TASK INSTRUCTIONS → Your answer should be the lines below from the one with "Query: catcher's outstretched arm" to the one with "Query: catcher's mask in umpire's hand", both included, given again exactly and with nothing added.

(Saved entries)
*** Block opens ***

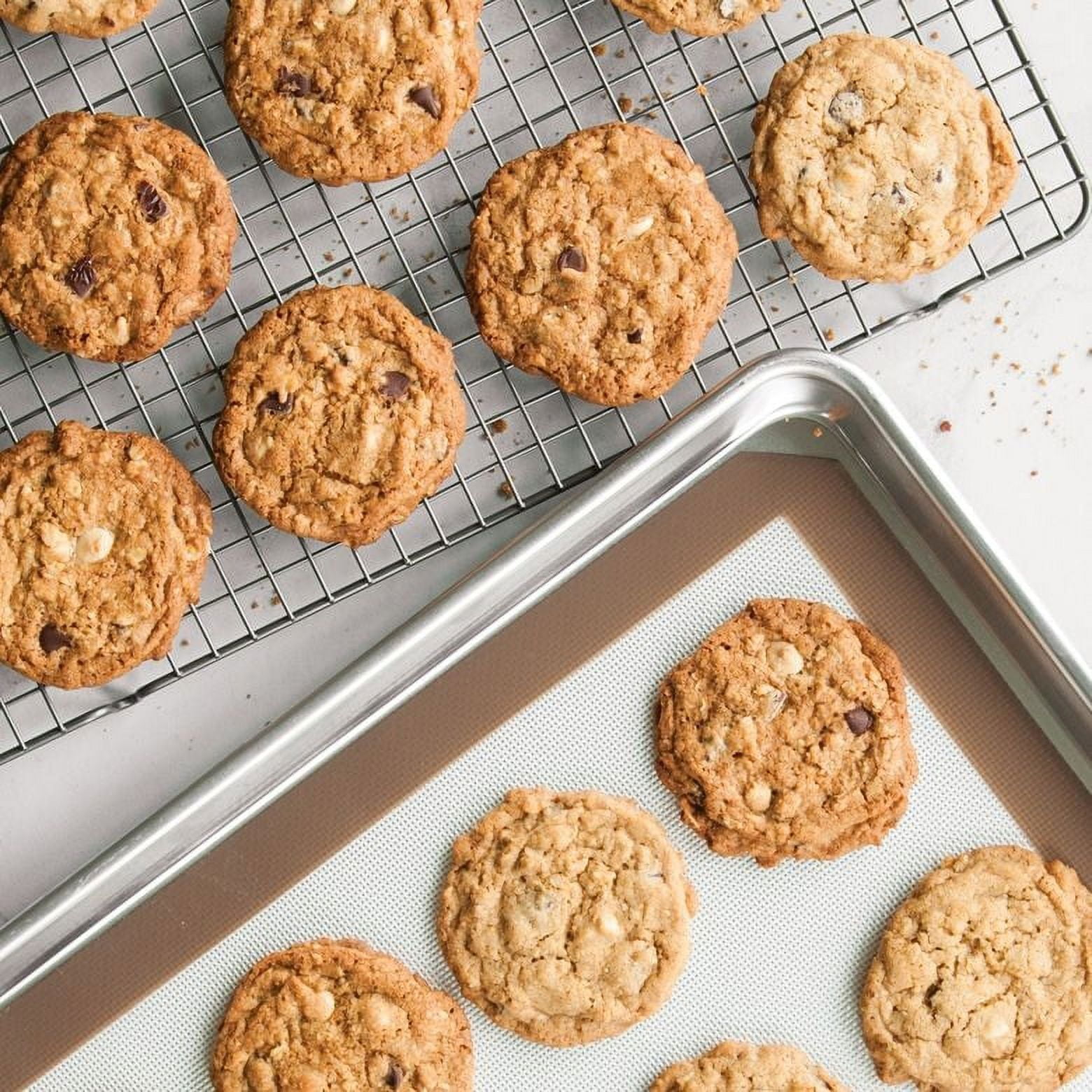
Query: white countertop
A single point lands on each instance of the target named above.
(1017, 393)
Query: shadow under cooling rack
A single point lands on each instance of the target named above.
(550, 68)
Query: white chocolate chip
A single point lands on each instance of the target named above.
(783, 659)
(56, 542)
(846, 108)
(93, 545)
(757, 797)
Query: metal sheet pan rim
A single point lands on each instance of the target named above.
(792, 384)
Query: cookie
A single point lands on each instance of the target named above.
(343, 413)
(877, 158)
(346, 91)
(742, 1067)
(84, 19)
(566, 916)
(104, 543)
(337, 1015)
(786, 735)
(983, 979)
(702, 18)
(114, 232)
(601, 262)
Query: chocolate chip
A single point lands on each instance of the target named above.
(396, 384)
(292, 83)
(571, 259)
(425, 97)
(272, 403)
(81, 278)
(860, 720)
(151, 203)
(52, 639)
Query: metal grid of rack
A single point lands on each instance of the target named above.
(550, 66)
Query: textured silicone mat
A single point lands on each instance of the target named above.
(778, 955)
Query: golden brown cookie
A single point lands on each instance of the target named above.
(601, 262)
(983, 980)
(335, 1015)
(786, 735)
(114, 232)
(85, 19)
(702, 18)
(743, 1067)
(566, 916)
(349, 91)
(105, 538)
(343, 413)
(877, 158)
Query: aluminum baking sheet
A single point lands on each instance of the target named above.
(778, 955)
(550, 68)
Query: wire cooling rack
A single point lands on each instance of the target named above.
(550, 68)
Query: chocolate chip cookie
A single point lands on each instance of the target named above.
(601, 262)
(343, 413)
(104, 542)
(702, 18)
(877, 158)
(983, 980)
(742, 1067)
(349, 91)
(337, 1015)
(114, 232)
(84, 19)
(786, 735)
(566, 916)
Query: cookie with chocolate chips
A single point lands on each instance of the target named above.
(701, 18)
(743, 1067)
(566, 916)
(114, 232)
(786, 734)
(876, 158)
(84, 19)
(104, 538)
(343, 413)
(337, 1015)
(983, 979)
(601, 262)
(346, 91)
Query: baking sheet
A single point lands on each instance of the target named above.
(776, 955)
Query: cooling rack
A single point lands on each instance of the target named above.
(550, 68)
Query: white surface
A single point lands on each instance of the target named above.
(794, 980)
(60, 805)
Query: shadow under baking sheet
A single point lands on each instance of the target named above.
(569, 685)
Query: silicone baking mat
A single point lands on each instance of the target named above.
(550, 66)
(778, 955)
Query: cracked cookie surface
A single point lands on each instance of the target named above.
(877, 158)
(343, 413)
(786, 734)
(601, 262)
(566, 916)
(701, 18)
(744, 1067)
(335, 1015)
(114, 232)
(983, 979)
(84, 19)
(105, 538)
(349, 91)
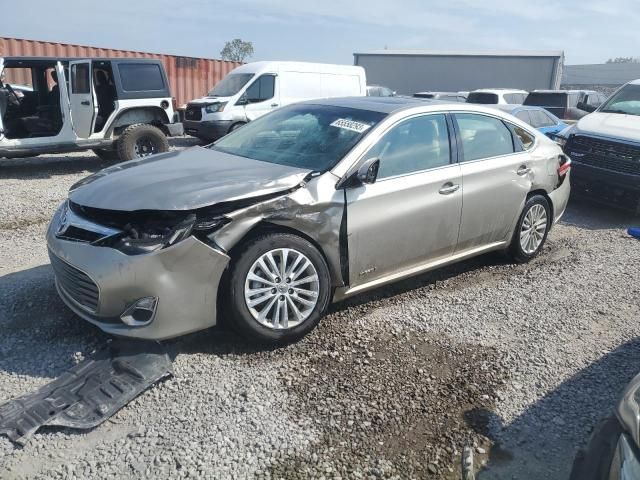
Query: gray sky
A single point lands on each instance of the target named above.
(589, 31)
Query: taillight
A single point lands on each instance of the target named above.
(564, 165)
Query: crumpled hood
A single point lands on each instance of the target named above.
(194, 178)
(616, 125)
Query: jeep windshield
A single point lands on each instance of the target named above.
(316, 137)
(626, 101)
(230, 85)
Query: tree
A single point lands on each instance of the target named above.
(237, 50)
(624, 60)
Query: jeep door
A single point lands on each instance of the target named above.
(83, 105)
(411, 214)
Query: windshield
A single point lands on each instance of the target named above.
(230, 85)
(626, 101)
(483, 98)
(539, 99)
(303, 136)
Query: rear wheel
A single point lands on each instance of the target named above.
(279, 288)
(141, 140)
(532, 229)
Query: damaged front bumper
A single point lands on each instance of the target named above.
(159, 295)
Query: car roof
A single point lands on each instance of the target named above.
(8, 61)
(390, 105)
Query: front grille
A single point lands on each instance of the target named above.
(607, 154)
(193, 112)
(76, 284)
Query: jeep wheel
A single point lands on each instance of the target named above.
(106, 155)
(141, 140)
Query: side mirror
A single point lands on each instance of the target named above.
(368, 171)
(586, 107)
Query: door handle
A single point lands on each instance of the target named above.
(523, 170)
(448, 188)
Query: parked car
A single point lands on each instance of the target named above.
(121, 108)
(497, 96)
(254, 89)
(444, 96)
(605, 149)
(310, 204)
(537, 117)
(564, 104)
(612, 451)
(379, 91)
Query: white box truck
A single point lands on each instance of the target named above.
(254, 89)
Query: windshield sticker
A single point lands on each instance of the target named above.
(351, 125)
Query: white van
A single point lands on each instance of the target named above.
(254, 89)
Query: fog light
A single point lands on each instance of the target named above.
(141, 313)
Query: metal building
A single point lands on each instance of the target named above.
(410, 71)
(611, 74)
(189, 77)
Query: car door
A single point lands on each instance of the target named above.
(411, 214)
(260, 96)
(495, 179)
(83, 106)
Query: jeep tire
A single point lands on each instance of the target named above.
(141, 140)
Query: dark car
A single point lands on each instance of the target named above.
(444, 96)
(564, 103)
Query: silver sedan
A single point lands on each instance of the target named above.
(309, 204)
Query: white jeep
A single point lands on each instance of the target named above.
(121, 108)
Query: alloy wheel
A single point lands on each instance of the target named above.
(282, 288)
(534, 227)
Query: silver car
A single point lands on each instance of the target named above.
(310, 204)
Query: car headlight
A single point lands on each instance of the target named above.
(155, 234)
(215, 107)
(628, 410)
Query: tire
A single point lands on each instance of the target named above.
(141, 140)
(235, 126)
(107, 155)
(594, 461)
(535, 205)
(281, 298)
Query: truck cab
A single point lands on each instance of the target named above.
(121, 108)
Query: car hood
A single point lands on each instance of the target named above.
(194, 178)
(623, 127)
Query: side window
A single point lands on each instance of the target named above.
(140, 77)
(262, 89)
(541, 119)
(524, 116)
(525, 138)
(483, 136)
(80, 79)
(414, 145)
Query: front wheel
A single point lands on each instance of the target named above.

*** Block closes ***
*** Block opens ***

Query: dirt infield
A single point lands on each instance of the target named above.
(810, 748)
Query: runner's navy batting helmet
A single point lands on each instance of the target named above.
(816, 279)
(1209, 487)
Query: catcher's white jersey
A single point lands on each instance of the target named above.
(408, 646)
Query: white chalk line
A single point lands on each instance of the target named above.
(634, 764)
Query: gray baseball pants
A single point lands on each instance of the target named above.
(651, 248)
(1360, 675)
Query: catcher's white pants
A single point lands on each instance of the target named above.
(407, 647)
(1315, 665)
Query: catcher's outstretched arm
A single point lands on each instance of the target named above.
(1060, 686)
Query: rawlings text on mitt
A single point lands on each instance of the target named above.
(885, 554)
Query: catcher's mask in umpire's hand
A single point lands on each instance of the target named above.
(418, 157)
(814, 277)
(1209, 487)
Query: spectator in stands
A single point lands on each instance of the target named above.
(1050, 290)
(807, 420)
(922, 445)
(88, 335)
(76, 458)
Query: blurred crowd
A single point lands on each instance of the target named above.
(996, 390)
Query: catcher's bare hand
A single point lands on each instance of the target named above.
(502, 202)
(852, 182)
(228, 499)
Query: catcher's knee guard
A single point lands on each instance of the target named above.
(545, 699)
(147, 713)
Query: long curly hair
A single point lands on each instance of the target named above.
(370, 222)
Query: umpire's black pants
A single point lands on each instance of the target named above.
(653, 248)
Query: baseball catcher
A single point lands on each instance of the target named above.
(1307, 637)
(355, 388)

*** Block closes ***
*** Block opens ***

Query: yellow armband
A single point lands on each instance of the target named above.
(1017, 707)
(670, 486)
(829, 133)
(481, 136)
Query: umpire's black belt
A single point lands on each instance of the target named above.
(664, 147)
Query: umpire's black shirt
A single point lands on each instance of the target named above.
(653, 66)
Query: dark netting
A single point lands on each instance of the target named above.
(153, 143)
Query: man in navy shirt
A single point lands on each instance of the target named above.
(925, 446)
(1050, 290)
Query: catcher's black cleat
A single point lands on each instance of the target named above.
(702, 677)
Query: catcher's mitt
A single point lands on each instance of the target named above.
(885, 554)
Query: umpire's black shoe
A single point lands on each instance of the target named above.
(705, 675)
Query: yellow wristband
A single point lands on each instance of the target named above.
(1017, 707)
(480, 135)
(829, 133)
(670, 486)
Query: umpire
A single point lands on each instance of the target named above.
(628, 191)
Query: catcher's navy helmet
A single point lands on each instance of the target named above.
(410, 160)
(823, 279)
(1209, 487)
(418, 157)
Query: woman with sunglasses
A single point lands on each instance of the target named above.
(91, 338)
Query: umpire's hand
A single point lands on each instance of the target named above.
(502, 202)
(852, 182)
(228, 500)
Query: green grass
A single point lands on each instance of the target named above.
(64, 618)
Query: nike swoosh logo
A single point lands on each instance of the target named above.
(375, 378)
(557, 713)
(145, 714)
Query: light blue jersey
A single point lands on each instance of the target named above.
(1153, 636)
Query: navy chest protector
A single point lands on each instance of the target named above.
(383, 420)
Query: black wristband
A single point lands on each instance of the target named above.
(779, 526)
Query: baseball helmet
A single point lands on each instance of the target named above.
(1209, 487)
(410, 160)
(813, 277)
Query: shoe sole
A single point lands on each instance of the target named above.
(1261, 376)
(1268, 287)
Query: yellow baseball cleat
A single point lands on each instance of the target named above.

*** Block closes ***

ANSWER BELOW →
Query: catcher's outstretched arm
A single point lands on each instance of the target named above.
(1060, 686)
Query: rawlings text on mitt
A single point lands on each instance of the target named above.
(885, 554)
Query: catcher's mask in umpire's hand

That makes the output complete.